* start EXTRACT PROVIDED *

'Lonelygirl15' about to get its own spinoff
Published Tuesday, June 12, 2007 5:21PM EDT
BANFF, Alberta - The wildly popular Internet phenomenon known as "Lonelygirl15'' is about to get a spinoff.
It was a year ago that the world was introduced to 16-year-old Bree in a series of what appeared to be online video diaries known as "Lonelygirl15.''
The short videos began appearing on the websites YouTube and MySpace and told of her strict upbringing by parents involved in a cult. In a number of episodes Bree talks about her parents, her dorky friend Daniel and her "religion,'' which includes a mysterious ritual Bree had been selected for.
But there were suspicions that the videos weren't the genuine ramblings of a teenager.
An all-out online investigation eventually outed Lonelygirl15 as New Zealand-born actress Jessica Rose and revealed that the entire production was an exercise in new forms of storytelling.
And now, after more than two million fans have tuned into the show, it is being spun off, says the founder of "Lonelygirl15.''
"My next thing? We have a show we're doing on Bebo (a social networking site) called `Kate Modern' and that's launching in July and it's a London-based show and it's a spinoff of `Lonelygirl,' '' said Greg Goodfried, founder and executive producer/director of "Lonelygirl15,'' appearing on a panel at the Banff World Television Festival.
"This is a show, this is a fictional character, but we're still going to tell it in the same way that when you're in the world of `Kate Modern' we treat it as 100 per cent real,'' he added.
"We've created this evil secret society called `the Order' which is after these young girls for some evil purpose, so now we have a new character in the universe,'' Goodfried said.
Production of "Lonelygirl15'' is fairly simple. The script is written one week, the show is shot the next, and a week later it is uploaded.

* end EXTRACT PROVIDED *
* start DATA EXCERPTS *

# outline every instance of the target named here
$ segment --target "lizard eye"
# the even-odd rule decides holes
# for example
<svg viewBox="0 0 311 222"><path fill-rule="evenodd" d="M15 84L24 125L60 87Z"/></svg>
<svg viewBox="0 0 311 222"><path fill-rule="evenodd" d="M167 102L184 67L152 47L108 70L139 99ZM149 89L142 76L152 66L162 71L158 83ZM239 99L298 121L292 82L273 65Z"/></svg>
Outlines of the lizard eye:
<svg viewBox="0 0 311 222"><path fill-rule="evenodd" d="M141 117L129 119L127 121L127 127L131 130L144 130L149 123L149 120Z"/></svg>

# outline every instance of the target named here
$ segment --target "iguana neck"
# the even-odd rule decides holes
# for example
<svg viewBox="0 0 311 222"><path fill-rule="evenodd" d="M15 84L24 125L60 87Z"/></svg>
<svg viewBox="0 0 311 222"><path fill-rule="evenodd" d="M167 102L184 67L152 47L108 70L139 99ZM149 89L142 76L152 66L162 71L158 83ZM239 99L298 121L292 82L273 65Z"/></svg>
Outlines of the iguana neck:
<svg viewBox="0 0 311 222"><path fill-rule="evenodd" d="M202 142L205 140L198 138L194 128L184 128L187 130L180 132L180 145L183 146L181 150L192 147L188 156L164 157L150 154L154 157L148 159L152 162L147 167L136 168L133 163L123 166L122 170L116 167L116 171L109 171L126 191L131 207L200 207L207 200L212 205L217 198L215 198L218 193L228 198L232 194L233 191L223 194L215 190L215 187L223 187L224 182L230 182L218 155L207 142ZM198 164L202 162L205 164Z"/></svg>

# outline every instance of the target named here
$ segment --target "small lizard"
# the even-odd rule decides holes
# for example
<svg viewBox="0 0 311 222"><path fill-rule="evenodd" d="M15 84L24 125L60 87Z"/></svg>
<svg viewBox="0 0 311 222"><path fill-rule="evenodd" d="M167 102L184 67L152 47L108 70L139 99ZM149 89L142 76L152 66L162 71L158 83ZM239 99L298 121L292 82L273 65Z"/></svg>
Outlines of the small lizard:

* end DATA EXCERPTS *

WHAT TO DO >> Write out the passage of the article on the Lonelygirl15 spinoff word for word, starting with "But there were" and going on through "World Television Festival.". The records that come after the article on the Lonelygirl15 spinoff have no connection to it.

WRITTEN RESPONSE >>
But there were suspicions that the videos weren't the genuine ramblings of a teenager.
An all-out online investigation eventually outed Lonelygirl15 as New Zealand-born actress Jessica Rose and revealed that the entire production was an exercise in new forms of storytelling.
And now, after more than two million fans have tuned into the show, it is being spun off, says the founder of "Lonelygirl15.''
"My next thing? We have a show we're doing on Bebo (a social networking site) called `Kate Modern' and that's launching in July and it's a London-based show and it's a spinoff of `Lonelygirl,' '' said Greg Goodfried, founder and executive producer/director of "Lonelygirl15,'' appearing on a panel at the Banff World Television Festival.